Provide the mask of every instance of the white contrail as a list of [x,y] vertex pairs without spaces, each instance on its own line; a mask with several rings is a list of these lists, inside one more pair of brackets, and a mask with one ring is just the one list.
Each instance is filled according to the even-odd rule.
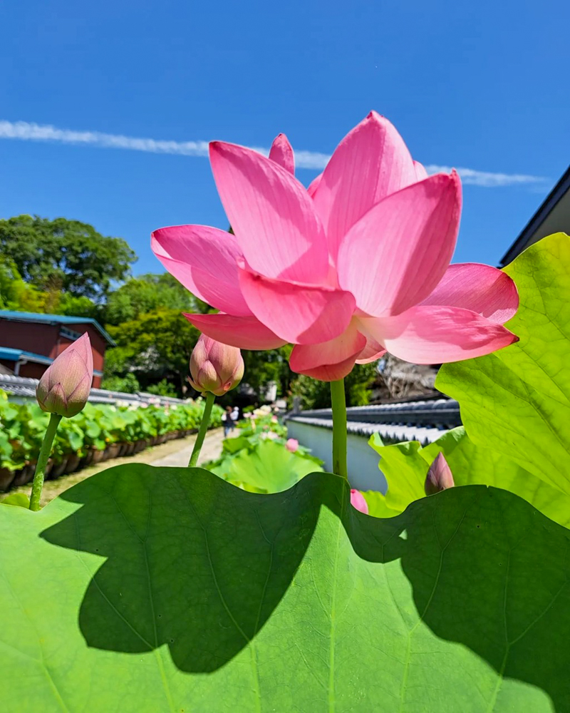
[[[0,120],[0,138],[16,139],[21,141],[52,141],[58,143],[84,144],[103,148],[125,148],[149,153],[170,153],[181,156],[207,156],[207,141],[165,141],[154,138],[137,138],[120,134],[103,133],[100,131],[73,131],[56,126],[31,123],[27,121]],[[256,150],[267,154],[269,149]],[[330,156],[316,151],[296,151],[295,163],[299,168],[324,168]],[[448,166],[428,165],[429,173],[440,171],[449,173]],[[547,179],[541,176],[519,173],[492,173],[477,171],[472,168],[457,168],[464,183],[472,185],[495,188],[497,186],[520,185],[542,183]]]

...

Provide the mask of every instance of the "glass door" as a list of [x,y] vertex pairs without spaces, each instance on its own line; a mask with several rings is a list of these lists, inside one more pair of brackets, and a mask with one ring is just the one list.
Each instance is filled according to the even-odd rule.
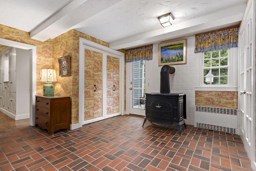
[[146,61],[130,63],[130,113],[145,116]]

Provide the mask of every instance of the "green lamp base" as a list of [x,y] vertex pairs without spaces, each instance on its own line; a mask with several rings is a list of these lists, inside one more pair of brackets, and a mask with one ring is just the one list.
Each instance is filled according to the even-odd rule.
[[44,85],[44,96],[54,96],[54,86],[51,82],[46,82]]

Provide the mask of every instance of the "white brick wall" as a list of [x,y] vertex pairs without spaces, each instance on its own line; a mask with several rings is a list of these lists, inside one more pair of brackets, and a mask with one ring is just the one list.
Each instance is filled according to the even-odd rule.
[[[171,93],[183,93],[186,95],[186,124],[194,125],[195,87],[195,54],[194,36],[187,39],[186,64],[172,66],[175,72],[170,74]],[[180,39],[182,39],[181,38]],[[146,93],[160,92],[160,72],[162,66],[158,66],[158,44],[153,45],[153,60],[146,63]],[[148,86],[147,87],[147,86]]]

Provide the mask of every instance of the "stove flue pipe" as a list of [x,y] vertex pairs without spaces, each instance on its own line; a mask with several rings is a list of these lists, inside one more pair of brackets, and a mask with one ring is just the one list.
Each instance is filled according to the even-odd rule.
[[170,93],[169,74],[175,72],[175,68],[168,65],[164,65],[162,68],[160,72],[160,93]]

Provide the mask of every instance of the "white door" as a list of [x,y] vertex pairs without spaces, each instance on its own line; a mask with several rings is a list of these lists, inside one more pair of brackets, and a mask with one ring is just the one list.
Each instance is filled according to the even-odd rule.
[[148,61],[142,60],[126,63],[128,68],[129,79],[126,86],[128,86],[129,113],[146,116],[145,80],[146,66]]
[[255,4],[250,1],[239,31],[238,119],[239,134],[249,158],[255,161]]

**Task:** Report each line of the rows above that contains the string "door", copying every such line in full. Treat the match as case-sensitive.

**Answer to the task:**
Provide the mask of every instance of the "glass door" as a list of [x,y] vertex pairs without spaces, each instance on its own line; a mask with several rings is a list of these lists, inside one more pair of brackets, and a mask with one ring is just the one list.
Provide the mask of every instance of the "white door" as a list of [x,y] vertex pairs without spaces, each instance on its own line; a mask with several rings is a list of these lists, inside one more pair of brackets, and a mask with one ring is just the one list.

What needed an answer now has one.